— PROBLEM STATEMENT —
Filter the entries below, keeping every line that has the word "slope".

Stored entries:
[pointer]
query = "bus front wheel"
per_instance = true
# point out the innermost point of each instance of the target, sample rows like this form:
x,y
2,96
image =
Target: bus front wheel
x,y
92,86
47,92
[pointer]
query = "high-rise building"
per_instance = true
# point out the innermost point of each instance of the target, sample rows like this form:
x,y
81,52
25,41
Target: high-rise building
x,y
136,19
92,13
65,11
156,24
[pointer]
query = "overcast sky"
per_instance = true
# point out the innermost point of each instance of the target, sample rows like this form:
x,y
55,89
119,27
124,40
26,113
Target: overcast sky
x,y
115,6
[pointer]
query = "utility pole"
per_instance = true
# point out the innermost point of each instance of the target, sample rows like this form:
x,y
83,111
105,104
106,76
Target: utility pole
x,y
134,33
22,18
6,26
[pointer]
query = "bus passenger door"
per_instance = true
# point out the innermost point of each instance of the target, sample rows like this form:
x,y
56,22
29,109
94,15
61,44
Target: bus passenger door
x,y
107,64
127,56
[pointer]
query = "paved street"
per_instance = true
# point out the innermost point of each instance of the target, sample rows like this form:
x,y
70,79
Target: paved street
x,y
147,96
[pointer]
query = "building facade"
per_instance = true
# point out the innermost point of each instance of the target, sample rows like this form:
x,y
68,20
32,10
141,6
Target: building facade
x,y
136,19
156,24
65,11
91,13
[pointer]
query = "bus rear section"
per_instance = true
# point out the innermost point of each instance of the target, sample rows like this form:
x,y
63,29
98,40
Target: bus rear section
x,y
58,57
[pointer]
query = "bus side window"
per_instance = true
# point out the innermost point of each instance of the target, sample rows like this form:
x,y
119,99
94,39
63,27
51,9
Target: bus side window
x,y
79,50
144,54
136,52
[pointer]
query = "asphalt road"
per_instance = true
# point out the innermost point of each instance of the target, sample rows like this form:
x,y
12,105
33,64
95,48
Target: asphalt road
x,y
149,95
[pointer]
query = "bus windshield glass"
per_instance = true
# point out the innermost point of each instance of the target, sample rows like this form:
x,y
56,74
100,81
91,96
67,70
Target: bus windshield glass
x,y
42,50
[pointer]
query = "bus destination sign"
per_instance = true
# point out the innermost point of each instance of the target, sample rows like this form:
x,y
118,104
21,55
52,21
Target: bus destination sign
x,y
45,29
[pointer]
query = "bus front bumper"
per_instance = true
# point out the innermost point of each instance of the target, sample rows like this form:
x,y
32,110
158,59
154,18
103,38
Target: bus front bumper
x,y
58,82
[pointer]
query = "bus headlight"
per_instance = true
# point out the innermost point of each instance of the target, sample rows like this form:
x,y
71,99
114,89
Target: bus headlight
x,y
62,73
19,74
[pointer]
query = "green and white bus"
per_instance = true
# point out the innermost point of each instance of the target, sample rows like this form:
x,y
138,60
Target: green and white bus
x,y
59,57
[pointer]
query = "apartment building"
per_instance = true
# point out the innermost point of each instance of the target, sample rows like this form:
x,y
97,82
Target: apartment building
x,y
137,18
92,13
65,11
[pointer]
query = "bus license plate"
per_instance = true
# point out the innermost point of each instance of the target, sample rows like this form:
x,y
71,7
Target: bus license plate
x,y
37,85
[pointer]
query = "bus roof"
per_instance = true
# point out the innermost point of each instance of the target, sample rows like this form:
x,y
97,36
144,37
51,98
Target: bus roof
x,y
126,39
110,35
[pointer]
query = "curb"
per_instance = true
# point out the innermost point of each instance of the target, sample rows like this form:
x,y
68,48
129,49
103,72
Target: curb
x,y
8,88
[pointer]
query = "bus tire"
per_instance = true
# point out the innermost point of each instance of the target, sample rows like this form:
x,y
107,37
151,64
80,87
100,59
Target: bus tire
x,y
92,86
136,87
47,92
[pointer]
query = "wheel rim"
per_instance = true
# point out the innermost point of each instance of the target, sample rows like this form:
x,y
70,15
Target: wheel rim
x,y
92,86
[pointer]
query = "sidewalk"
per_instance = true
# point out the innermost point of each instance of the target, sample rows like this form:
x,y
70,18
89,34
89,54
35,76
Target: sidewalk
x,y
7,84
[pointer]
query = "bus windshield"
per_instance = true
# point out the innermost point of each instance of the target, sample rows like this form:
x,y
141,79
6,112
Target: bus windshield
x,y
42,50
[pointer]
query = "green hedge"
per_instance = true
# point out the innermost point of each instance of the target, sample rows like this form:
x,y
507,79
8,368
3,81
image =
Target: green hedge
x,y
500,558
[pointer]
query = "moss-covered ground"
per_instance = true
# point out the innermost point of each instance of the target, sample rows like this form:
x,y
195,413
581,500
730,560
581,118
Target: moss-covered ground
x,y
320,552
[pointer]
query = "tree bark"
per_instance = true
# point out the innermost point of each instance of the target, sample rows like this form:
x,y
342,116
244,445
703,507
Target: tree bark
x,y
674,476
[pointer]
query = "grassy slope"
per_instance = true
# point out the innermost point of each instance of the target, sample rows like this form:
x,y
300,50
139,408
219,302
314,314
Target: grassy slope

— FINISHED TASK —
query = "grassy slope"
Target: grassy slope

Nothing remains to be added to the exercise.